=== EXERCISE ===
Continue the newsgroup post below about instruction cache flushes and self-modifying code, starting right after its last sentence.

━━━ TEXT SHOWN

[comp.arch] Icache flushes, self-modifying code and multiprocessors

rouellet@crhc.uiuc.edu (Roland G. Ouellette) (12/19/90)

I think we are almost in violent agreement...

> When the code stream changes, it's necessary to cause all data caches in
> an MP system to writeback, and then to invalidate all instruction caches

Lets not say they need to writeback...  The instruction cache will not
be a writeback cache on any sensible system.  The caches need to
become coherent.  Flushing them is sufficient.

> (Harvard architecture, instruction caches don't snoop...

Yes I agree.  I missed the MP issue here, where different processors
share the same instruction stream.

> Life is somewhat easier on VAX and similar proprietary CISC
> architectures, because there is much flexibility to move the
> implementation from hardware to microcode to an OS trap handler while
> preserving the user-level illusion of direct hardware support for the
> desired functionality.  But even there, I would expect that many
> implementations would implement what appear to be user-level cache
> control operations by trapping to kernel software or microcode, which
> is not exactly direct hardware support.

Actually the cache flush function is trival...  it is one monster
driver and a few gates per valid bit on the icache.  There's no real
need to trap to the OS, microcode, whatever ... at least for a VLSI
cache tag store.

> Surely the VAX REI instruction doesn't flush all instruction caches in a
> multi-processor?

No...  I think that OS support might be appropriate here as there is
processes shouldn't be locked onto specific processors (gang
scheduling is fairly icky).  With gang scheduling, just pingging your
cooperating processes to flush their caches would be OK.

━━━━━━
━━━ DATASET CONTENT

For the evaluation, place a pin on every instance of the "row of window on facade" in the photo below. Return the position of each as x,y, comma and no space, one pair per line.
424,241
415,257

━━━━━━

=== ANSWER TO THE TASK ===
Hmmm... that is interesting... I never thought of multiprocessor
self-modifying code applications.
--
= Roland G. Ouellette			ouellette@tarkin.enet.dec.com	=
= 1203 E. Florida Ave			rouellet@[dwarfs.]crhc.uiuc.edu	=
= Urbana, IL 61801	   "You rescued me; I didn't want to be saved." =
=							- Cyndi Lauper	=

cprice@mips.COM (Charlie Price) (12/29/90)

In article <ROUELLET.90Dec18223208@pinnacle.crhc.uiuc.edu> rouellet@crhc.uiuc.edu (Roland G. Ouellette) writes:
>
>Actually the cache flush function is trival...  it is one monster
>driver and a few gates per valid bit on the icache.  There's no real
>need to trap to the OS, microcode, whatever ... at least for a VLSI
>cache tag store.

This identifies one of the problems with providing an
invalidate_the_entire_cache operation --
you need to be able to write a whole bunch of bits at one time.
Even if that can be done in custom parts or on-chip,
if you ever hope to build a system that uses more-or-less-standard SRAMs
for the cache (regarded as a "Good Thing" here at MIPS) then it
is probably a mistake to put such a feature into your architecture.

Entirely aside from the implementability of the feature,
I think you would want to examine how programs actually
modified-or-created code in the data space and then executed it.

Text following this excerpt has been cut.